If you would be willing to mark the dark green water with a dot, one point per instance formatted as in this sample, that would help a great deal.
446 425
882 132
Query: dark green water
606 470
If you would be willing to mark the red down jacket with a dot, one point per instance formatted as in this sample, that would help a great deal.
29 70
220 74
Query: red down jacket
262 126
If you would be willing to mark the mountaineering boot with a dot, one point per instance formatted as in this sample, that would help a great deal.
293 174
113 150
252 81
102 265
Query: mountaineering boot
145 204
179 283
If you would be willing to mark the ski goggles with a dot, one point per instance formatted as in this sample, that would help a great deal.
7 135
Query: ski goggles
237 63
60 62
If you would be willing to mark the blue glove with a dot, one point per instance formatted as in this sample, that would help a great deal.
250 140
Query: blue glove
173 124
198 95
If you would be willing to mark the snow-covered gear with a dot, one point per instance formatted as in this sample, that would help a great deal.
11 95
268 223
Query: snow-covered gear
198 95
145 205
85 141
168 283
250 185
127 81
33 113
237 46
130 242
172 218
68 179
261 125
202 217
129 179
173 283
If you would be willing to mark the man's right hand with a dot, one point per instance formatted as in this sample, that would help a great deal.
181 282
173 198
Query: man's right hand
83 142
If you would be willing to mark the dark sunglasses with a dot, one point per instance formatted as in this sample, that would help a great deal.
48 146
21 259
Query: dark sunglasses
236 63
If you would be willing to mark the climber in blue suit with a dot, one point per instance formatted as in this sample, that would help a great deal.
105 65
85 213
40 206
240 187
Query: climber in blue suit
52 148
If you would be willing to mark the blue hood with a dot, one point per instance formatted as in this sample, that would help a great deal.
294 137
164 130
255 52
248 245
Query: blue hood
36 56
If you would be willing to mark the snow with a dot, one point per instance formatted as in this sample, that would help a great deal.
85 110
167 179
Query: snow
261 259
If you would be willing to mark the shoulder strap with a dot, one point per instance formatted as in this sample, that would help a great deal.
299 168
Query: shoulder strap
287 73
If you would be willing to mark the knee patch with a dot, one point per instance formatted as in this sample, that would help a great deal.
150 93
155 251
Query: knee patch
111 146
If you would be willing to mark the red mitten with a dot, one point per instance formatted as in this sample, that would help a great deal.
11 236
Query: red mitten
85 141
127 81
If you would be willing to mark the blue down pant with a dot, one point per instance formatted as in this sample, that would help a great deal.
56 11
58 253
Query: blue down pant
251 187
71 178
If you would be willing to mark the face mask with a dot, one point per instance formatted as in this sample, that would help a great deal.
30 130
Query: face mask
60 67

◆ ◆ ◆

Short problem ::
Edit all of the data above by replacing every instance of "with a dot" with "with a marker". Return it in full with nothing else altered.

Answer to the task ::
If you would be willing to mark the dark green water with a marker, one point per instance formatted as in this sample, that would help a great deal.
446 425
882 132
Query: dark green water
606 470
If you would be willing to mark the red down jacket with a marker, one point per instance formatted as in this sample, that would help a great deal.
29 70
220 74
Query: red down jacket
262 126
If you would be willing to mark the mountaineering boot with a marker, one point per instance formatted as in this sample, that would help a great deal.
293 174
113 150
252 81
102 265
Query: mountaineering boot
145 204
179 283
If you would be willing to mark the ski goggles with a marker, one point per instance formatted as in this sample, that would help a great deal.
7 135
Query: ski goggles
237 63
60 62
If you would be willing to mark the blue glove with a marker, one point per instance formatted as in this sample, that would help a great deal.
250 140
Query: blue glove
173 124
198 95
If you would be willing to mark the snow-covered gear with a marker, one point per instance formatted as in this sample, that would help a great deal.
11 95
268 223
Query: snow-covered gear
198 95
145 205
85 141
168 283
250 185
127 81
33 113
237 46
130 242
172 218
68 179
261 125
202 217
129 179
173 283
If you would be willing to mark the man's right hand with a marker, one point per instance formatted as in this sample, that would help a great deal.
181 282
173 198
Query: man's right hand
83 142
If you would be willing to mark the dark sunglasses with a marker, one point per instance formatted as in this sample, that would help a great deal.
48 146
21 259
Query: dark sunglasses
236 63
If you would be willing to mark the climber in blue suit with a marker, one point per instance formatted as in this sample, that would help a great deal.
105 65
85 213
40 206
240 187
Query: climber in blue suit
52 148
If you would be willing to mark the blue hood with a marker, one point per instance formatted as in this sample, that would help a great deal.
294 137
164 130
255 52
248 245
Query: blue hood
36 56
If you would be willing to mark the snow with a marker, one point per instance formatted as in this sample, that would help a great deal.
85 110
167 179
Query: snow
261 259
If you would be willing to mark the shoulder strap with a marker, one point per instance formatted as in this sample, that would help a great deal.
299 168
Query: shoulder strap
287 73
If you would be willing to mark the knee patch with a marker, one point per instance formatted as in this sample, that would help a great deal.
150 93
155 251
Query: knee patch
111 146
If you would be willing to mark the red mitten with a marker, one point per instance formatted as in this sample, that would help a great deal.
11 236
Query: red mitten
85 141
127 81
If you would be willing to mark the blue down pant with a marker, one point per instance formatted as in this sample, that would help a great deal.
56 11
58 253
Query: blue down pant
251 187
71 178
If you would be willing to mark the face mask with a marker, one point per instance formatted as in this sample, that would help a great deal.
30 130
Query: face mask
60 67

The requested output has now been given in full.